**Quoted passage:**
╭──

We may engage in a business combination with one or more target
businesses that have relationships with entities that may be affiliated with our sponsor, officers or directors which may raise potential
conflicts of interest.

In light of the involvement of our sponsor, officers and directors
with other entities, we may decide to acquire one or more businesses affiliated with our sponsor, officers and directors. Our officers
and directors also serve as officers and board members for other entities. Such entities may compete with us for business combination
opportunities. Our sponsor, officers and directors are not currently aware of any specific opportunities for us to complete our initial
business combination with any entities with which they are affiliated, and there have been no preliminary discussions concerning a business
combination with any such entity or entities. Although we will not be specifically focusing on, or targeting, any transaction with any
affiliated entities, we would pursue such a transaction if we determined that such affiliated entity met our criteria for a business combination.

Since our initial shareholders will lose their entire investment
in us if our initial business combination is not completed (other than with respect to any public shares they may acquire), a conflict
of interest may arise in determining whether a particular business combination target is appropriate for our initial business combination.

As of December 31, 2020, our sponsor owned an aggregate of 2,012,500
founders shares, which will be worthless if we do not complete an initial business combination. In addition, our sponsor owns 2,811,250
private warrants that will also be worthless if we do not complete a business combination. Each private warrant may be exercised for one
Class A ordinary share at a price of $11.50 per share, subject to adjustment as provided herein.

╰──

[Stored records]
╭──

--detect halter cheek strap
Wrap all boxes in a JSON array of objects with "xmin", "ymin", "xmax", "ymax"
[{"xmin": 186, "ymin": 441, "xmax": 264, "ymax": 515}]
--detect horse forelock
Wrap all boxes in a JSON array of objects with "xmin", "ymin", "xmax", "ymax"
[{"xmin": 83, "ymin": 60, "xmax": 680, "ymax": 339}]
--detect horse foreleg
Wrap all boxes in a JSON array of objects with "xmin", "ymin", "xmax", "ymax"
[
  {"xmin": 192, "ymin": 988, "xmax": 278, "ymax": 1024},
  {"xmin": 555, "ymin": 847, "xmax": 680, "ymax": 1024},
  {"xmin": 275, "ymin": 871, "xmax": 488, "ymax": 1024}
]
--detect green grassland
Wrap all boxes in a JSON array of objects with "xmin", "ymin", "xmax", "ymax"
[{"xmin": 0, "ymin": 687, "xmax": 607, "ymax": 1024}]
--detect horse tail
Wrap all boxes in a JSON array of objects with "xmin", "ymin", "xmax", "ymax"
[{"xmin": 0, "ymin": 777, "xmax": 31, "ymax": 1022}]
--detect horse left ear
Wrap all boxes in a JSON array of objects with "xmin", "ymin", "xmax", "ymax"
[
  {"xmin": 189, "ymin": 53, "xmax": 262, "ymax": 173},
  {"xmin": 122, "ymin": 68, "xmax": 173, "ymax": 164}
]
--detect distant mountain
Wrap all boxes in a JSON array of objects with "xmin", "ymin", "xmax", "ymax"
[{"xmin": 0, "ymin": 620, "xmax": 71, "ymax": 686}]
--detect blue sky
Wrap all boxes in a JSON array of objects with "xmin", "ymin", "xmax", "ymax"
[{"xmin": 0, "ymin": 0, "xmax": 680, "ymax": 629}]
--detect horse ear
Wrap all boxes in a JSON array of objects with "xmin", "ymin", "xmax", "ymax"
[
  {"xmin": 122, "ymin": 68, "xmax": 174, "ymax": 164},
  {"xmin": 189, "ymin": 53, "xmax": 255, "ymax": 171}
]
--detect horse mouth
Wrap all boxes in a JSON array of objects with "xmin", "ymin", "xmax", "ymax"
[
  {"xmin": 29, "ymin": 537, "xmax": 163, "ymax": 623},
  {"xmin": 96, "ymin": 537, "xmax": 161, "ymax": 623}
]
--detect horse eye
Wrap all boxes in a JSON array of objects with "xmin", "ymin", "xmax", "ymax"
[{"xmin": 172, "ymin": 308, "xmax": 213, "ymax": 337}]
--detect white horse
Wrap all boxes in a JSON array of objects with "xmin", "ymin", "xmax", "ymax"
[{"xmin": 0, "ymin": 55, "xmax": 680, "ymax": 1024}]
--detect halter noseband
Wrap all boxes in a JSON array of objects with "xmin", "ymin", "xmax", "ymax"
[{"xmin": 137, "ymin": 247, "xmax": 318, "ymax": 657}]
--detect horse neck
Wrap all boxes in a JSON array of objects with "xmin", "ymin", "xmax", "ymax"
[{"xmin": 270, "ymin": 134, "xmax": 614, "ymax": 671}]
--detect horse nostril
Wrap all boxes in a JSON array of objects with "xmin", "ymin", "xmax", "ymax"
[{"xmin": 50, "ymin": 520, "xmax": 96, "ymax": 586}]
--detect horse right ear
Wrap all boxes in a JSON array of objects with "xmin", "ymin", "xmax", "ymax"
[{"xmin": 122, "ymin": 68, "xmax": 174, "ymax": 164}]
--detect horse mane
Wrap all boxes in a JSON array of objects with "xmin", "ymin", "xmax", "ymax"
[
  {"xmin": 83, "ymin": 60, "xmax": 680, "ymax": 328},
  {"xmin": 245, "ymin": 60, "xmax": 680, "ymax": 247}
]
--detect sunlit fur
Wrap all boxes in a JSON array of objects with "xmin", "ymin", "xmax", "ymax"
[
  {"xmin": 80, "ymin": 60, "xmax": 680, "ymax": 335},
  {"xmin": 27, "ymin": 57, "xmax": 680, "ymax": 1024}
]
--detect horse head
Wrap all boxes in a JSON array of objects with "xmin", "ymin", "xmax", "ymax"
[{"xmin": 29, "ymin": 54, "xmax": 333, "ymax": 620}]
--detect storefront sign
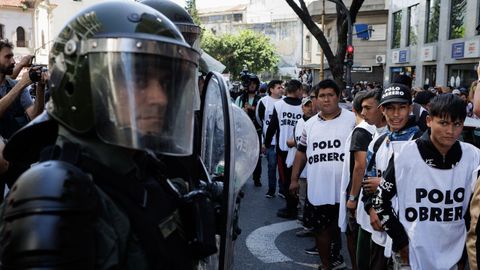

╰──

**Prompt A:** According to the conflicts-of-interest passage, at what price per share may each private warrant be exercised?
**Prompt B:** Write out the conflicts-of-interest passage again, covering everything from "As of December" down to "as provided herein.", and swap "worthless" for "valueless".

**Written answer A:** $11.50 per share, subject to adjustment.

**Written answer B:**
As of December 31, 2020, our sponsor owned an aggregate of 2,012,500
founders shares, which will be valueless if we do not complete an initial business combination. In addition, our sponsor owns 2,811,250
private warrants that will also be valueless if we do not complete a business combination. Each private warrant may be exercised for one
Class A ordinary share at a price of $11.50 per share, subject to adjustment as provided herein.